This statement is almost a direct parallel to the loneliness that is interwoven through the psyche of the character of the creature in Frankenstein. Unlike the bumbling monstrosity of early cinema, that is unable to communicate except for various groans, the monster in Shelly's classic is eloquent, introspective, and quotes Milton. Upon listening to the poems read aloud by the De Lacey family, The Creature in Frankenstein speaks of himself as an individual that is forever alone, the only member of a race with nary a companion. The Creature goes on to eventually confront his creator, Victor Frankenstein, in agony, howling:
"Accursed creator! Why did you form a monster so hideous that even you turned from me in disgust? God, in pity, made man beautiful and alluring, after his own image; but my form is a filthy type of yours, more horrid even from the very resemblance. Satan had his companions, fellow devils, to admire and encourage him, but I am solitary and abhorred."
Gender roles in Frankenstein are also of interest, particularly with regards to nature being portrayed as a Mother. Author Cynthia A. Freeland discusses these roles in depth in her book, The Naked and the Undead: Evil and the Appeal of Horror. Freeland argues that in Frankenstein, the earth is depicted as vengeful Mother that will exact revenge if her role is usurped by a mortal man. When viewing gender roles through a traditional patriarchal lens, the act of giving birth is the most feminine act an individual assigned female sex at birth can undertake. Victor Frankenstein usurps this natural order, and pays the ultimate price; the destruction of his life and the murder of those that he loves. Freeman compares the "maleness" of science to the "femaleness" of nature, shedding light on dualities that are present in many gender associations.
Mankind also profanes the Creature himself. As Freeland points out, the Creature begins life with a good and innocent nature, and is sensitive to emotions. Yet the Creature is foul and disgusting in appearance, and is rejected by his "father," Victor, and society as a whole. Because of this, Creature becomes frightening and murderous.
Freeland brings up an interesting point in regards to the gender identity of the Creature. Is the Creature truly male? The Creature is described as "he" and seeks a female companion as a comfort in isolation. That being said, the Creature is an outsider to the culture he was created in. The Creature is undoubtedly an "other." The Creature also has an innate desire for family and social bonds. In patriarchal society, this familial longing is an inherently female trait. The Creature can also be viewed as the raging force of female nature incarnate, whether raging in the Alps or on the Arctic ice, seeking to punish the hubris of a male scientist. Victor perishes at the end of the novel, whereas the suicidal monster simply vanishes across the ice.
There is no happy ending in Frankenstein, much as there was no happy ending in Mary Shelley's life. In her final years, Mary Shelley was the target of three separate blackmailers. Shelley was also riddled by illness, suffering from headaches and numbness that was so severe her reading and writing was impaired. Eventually, Mary Shelley passed away on February 1st, 1851 from what her physician at the time claimed was a brain tumor. She was fifty three years old.
Frankenstein is not just a story about an unorthodox scientific experiment that creates a horrific monster. Frankenstein instead is reflections on science's dominion over nature, gender, and isolation. The loneliness of the Creature in Frankenstein was an almost prophetic depiction of Shelley's lack of companionship later in life. Frankenstein is just as relevant to readers today as 1818, as Frankenstein poses the question: "Are individuals born monsters, or are they made into ones?"

__Work item__
According to the Frankenstein essay, what did Mary Shelley's physician say caused her death?

__Entries provided__

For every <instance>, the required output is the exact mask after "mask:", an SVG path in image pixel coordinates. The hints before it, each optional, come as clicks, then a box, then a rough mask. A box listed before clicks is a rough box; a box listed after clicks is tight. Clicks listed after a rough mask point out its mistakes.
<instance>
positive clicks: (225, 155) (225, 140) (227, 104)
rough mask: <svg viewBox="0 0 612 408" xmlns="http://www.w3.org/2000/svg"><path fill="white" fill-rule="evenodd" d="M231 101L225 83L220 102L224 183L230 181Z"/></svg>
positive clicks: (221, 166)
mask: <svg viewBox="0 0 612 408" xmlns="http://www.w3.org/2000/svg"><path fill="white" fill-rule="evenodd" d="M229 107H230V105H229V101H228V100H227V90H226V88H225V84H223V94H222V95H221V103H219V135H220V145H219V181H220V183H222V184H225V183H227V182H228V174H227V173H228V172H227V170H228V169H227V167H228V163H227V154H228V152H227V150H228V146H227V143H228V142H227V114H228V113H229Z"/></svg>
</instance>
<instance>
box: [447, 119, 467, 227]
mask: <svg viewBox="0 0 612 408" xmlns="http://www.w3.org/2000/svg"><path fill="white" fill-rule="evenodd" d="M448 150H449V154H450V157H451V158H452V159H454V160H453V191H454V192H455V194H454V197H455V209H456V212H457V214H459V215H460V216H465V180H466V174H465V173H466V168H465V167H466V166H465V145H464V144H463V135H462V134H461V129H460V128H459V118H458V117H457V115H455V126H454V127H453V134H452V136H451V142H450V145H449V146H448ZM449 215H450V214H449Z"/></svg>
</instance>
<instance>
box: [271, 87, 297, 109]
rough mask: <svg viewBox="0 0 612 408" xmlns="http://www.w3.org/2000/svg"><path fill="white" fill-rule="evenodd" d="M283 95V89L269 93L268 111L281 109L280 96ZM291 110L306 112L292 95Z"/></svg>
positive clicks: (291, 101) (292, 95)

__Task solution__
A brain tumor.